§ Task requirements:
A. In the excerpt on political power, what does the central administration offer to the tyrant's madness?
B. Please rewrite the records from the line with "Task: Where can the red" up to and including the line with "x=22, y=216", keeping every line and changing only the x and y coordinates given as answers. Multiply each of those coordinates by 2.45 and round to a whole number, with halves rounded up.

§ Excerpted text:
But at the same time we state all this, we have also to say something else, which manifests the endless ambiguity of political reality. All growth in the institution is also a growth in power and in the threat of tyranny. The same phenomena that we have traced under the sign of rationality can also be viewed under the sign of the demonic.
Thus, simultaneously in Germany and in Russia, we have seen constitutions serving as alibis for tyranny. The modern tyrant does not abolish the Constitution, but finds in it the apparent forms and sometimes the legal means for his tyranny, playing with the delegation of powers, the plurality of offices, exceptional forms of legislation, and special powers. The central administration, branching into every aspect of the social body, in no way prevents political power from being completely insane at the top, as we saw during the dictatorship of Stalin. Quite the opposite, to the tyrant’s madness it offered the technical means of an organized and long-lasting oppression. Opinion technologies, moreover, deliver the public over to ideologies at once passionate in their themes and rational in their schematization; the parties become “machines,” where technological prowess in organization is equaled only by the spirit of abstraction driving their slogans, programs, and propaganda.

§ The data:

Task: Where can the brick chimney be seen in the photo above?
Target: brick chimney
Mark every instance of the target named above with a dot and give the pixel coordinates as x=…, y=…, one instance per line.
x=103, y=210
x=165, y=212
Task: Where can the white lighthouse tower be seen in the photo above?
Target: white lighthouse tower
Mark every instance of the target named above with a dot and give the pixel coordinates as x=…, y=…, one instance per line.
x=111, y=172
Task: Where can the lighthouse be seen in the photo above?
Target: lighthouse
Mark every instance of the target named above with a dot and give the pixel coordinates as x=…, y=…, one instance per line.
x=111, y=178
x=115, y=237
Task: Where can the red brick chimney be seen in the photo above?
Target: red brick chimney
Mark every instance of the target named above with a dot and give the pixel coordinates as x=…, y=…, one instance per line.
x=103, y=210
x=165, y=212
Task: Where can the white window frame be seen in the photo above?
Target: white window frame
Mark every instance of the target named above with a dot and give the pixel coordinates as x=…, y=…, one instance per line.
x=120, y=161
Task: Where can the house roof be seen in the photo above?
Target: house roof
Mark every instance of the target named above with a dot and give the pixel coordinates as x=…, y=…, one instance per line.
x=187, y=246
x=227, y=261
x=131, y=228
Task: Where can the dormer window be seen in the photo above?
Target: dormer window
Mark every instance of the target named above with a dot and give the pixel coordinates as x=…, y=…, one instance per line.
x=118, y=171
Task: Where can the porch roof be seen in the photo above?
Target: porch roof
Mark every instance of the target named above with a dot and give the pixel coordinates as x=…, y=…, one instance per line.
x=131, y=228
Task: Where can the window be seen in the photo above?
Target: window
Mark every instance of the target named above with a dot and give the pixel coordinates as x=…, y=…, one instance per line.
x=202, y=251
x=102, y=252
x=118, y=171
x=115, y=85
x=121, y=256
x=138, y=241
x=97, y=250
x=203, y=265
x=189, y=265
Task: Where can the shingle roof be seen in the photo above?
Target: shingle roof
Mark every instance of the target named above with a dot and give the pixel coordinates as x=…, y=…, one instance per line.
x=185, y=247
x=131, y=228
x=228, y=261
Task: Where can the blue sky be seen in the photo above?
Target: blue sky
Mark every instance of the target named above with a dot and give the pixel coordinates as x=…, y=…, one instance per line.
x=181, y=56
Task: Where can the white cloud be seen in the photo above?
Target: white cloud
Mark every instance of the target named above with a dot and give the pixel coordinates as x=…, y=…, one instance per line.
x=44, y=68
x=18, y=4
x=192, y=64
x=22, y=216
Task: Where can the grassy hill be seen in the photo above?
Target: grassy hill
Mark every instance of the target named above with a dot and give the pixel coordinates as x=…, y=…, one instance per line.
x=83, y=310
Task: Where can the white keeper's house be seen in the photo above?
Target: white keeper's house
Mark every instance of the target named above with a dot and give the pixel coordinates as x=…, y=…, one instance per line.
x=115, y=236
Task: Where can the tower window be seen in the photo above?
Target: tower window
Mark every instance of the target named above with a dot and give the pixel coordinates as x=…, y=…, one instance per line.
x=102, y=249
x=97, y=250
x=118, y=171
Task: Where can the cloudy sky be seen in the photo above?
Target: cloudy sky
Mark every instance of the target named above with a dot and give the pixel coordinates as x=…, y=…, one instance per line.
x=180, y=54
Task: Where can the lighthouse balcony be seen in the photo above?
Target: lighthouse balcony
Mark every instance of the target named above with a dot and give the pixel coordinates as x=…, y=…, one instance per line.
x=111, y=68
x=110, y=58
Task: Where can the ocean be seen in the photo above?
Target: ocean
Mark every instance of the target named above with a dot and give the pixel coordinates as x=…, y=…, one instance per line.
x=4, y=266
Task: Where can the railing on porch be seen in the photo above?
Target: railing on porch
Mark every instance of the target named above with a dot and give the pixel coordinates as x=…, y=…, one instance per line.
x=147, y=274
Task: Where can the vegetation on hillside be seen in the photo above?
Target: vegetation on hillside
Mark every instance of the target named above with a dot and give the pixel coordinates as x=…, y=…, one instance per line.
---
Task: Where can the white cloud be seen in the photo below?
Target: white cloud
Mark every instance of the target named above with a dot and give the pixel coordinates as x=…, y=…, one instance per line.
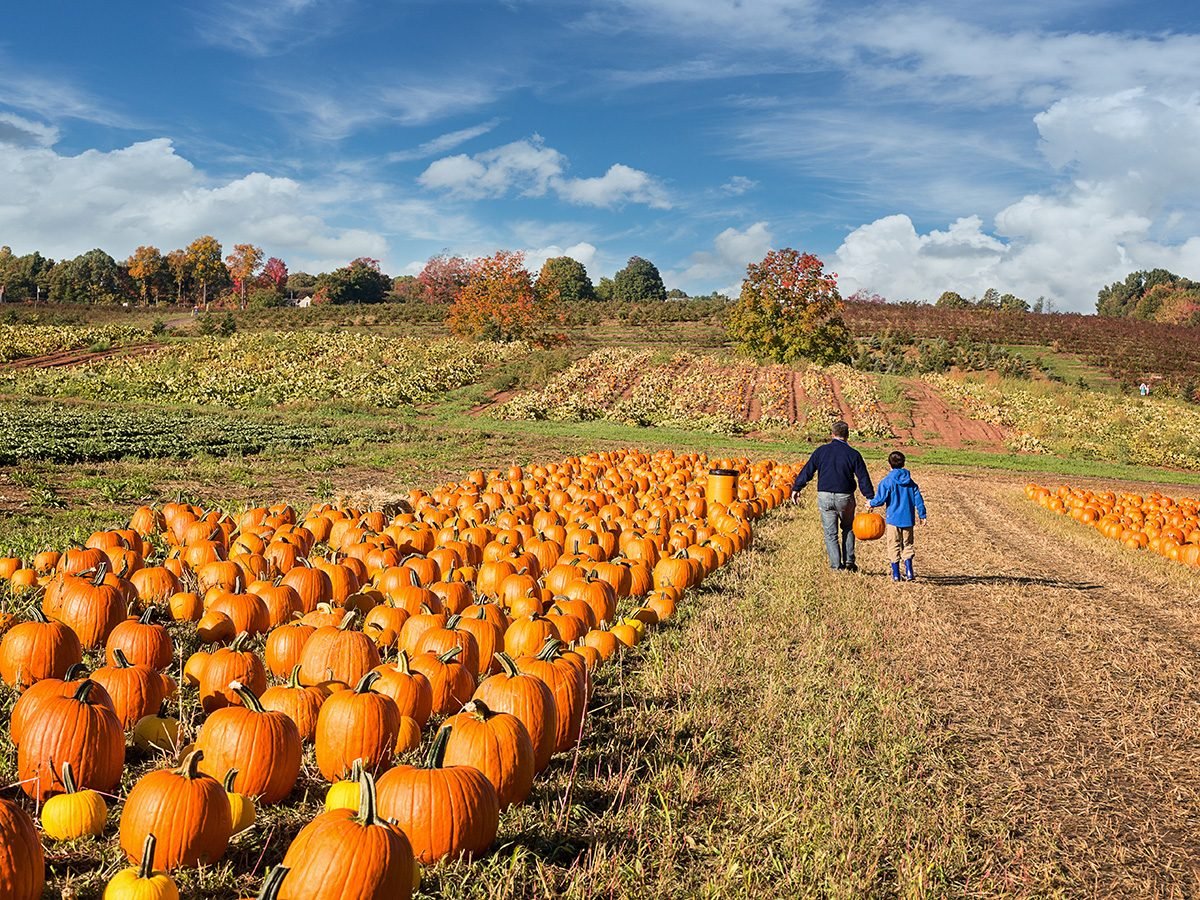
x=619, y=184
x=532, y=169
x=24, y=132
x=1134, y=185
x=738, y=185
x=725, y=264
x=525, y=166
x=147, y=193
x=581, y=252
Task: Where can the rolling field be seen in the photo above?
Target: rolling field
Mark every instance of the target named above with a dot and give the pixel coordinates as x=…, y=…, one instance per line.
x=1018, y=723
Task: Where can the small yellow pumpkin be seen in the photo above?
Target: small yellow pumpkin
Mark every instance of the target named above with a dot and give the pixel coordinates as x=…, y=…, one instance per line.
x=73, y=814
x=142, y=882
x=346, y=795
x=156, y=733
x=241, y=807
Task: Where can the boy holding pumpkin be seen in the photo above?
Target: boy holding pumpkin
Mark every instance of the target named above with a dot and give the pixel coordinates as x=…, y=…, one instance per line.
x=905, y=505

§ Answers for the exercise:
A. The technical means of an organized and long-lasting oppression.

B.
Task: Where can the red brick chimney be seen in the photo above?
Target: red brick chimney
Mark every instance of the target named above with a dot and give the pixel coordinates as x=…, y=…, one instance per line.
x=252, y=515
x=404, y=519
Task: Where can the white window frame be seen in the photo above?
Target: white window frame
Mark every instance of the target named above with a dot and give the pixel coordinates as x=…, y=…, one instance per line.
x=294, y=394
Task: Where can the house roof be seen in the photo above?
Target: house roof
Mark every instance of the target named above with a dot and give the pixel coordinates as x=…, y=…, one instance per line.
x=458, y=603
x=556, y=639
x=321, y=559
Task: Where can the dormer window be seen in the photo above?
Target: dormer window
Mark every instance of the target named above with a dot and give the pixel coordinates as x=…, y=…, one instance per line.
x=289, y=419
Task: Where can the porch roof be seen in the photo above?
Target: porch roof
Mark every instance of the target named above with a dot and give the pixel coordinates as x=…, y=…, one instance per line.
x=321, y=559
Task: Where can the window be seen in the photo above?
Target: window
Mark every instance of the target named above with a dot and give the pixel coordinates as x=…, y=…, one instance per line.
x=495, y=615
x=250, y=617
x=289, y=419
x=282, y=208
x=296, y=627
x=338, y=590
x=238, y=613
x=497, y=649
x=463, y=649
Task: Where can the shingle roof be seen in the photo above?
Target: shingle roof
Mark every instance of the target named above with a dot and give the pixel coordinates as x=…, y=…, one instance per line.
x=453, y=605
x=321, y=559
x=559, y=639
Task: Where can the blue sky be seen in the photo above?
Target: blue sky
Mark every instance of the target named above with a dot and give the pixel coordinates as x=…, y=…, one instance per line.
x=443, y=137
Task: Where can the white cloud be seen in the photo above?
Target: white cloud
Mark every instance of the target named above with a dot and give the pixel coordinates as x=…, y=…, one instance per line.
x=108, y=167
x=44, y=10
x=470, y=157
x=54, y=529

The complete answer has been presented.